> PROBLEM DESCRIPTION
Copy the lines below verbatim, starting with the line that contains "Where can you find the sea" and continuing through the last line.

Entries drawn from a collection

□ □ □ □ □ □ □

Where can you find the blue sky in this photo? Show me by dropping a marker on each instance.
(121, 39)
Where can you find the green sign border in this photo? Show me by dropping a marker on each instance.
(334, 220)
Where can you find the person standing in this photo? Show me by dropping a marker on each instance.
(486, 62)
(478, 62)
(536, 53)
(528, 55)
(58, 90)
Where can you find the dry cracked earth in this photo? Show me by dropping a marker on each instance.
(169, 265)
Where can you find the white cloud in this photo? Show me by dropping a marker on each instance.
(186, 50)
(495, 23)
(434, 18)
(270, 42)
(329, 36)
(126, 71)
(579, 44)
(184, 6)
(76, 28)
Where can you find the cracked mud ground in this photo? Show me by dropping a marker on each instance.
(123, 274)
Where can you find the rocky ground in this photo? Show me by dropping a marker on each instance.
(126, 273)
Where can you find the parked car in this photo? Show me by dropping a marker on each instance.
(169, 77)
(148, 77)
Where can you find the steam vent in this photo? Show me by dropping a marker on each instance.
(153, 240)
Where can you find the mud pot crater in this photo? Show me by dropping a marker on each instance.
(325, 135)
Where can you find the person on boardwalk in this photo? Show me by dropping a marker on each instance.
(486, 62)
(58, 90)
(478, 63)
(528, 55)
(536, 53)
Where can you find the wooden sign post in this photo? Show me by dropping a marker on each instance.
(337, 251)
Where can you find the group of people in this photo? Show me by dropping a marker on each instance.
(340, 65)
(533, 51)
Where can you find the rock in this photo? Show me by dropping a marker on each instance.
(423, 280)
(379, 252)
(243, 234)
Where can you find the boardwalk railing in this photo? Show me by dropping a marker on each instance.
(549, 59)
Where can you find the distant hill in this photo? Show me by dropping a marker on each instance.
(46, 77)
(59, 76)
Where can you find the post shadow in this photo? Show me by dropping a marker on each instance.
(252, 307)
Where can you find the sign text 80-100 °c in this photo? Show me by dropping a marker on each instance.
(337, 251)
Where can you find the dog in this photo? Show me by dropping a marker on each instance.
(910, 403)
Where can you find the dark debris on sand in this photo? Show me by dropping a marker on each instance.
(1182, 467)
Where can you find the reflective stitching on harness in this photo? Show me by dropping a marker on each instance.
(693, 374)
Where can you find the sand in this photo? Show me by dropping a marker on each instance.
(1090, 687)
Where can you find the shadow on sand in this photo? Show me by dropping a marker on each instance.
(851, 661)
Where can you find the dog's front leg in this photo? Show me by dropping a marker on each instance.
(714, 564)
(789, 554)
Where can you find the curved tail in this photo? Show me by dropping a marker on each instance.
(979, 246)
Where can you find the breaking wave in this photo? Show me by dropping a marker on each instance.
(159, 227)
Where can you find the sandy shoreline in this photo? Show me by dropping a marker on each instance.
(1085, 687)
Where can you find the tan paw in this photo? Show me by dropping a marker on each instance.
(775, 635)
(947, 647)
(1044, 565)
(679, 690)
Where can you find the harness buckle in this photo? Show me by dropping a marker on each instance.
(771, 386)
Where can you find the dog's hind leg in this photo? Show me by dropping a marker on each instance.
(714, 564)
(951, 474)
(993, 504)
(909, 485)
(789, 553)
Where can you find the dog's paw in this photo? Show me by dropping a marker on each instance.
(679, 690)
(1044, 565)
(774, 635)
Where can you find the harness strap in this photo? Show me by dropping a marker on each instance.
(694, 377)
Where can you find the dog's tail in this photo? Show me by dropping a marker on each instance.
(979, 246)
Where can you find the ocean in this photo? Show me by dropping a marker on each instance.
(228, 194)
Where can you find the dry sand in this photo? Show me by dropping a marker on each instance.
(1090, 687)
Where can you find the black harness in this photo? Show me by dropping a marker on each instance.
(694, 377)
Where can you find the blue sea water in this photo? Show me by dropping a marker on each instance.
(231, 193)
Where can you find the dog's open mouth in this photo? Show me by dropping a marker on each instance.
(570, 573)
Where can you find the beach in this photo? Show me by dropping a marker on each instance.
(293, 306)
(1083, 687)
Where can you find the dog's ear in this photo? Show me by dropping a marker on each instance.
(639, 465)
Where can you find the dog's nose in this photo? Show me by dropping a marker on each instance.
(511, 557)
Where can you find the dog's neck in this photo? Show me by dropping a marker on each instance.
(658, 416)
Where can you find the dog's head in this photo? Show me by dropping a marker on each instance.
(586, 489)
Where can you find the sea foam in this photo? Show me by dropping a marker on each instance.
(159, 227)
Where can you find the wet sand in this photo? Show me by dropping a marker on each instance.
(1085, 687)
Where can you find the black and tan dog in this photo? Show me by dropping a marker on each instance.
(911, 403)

□ □ □ □ □ □ □

> ANSWER TO THE EXERCISE
Where can you find the sea foam in this photo? Show me by dropping a marker on each instance.
(159, 227)
Where can you find the wet sand in this photo? Show me by dropping a marker on each instance.
(1085, 687)
Where can you find the black and tan dog in this photo? Show me by dropping a marker on each instance.
(911, 403)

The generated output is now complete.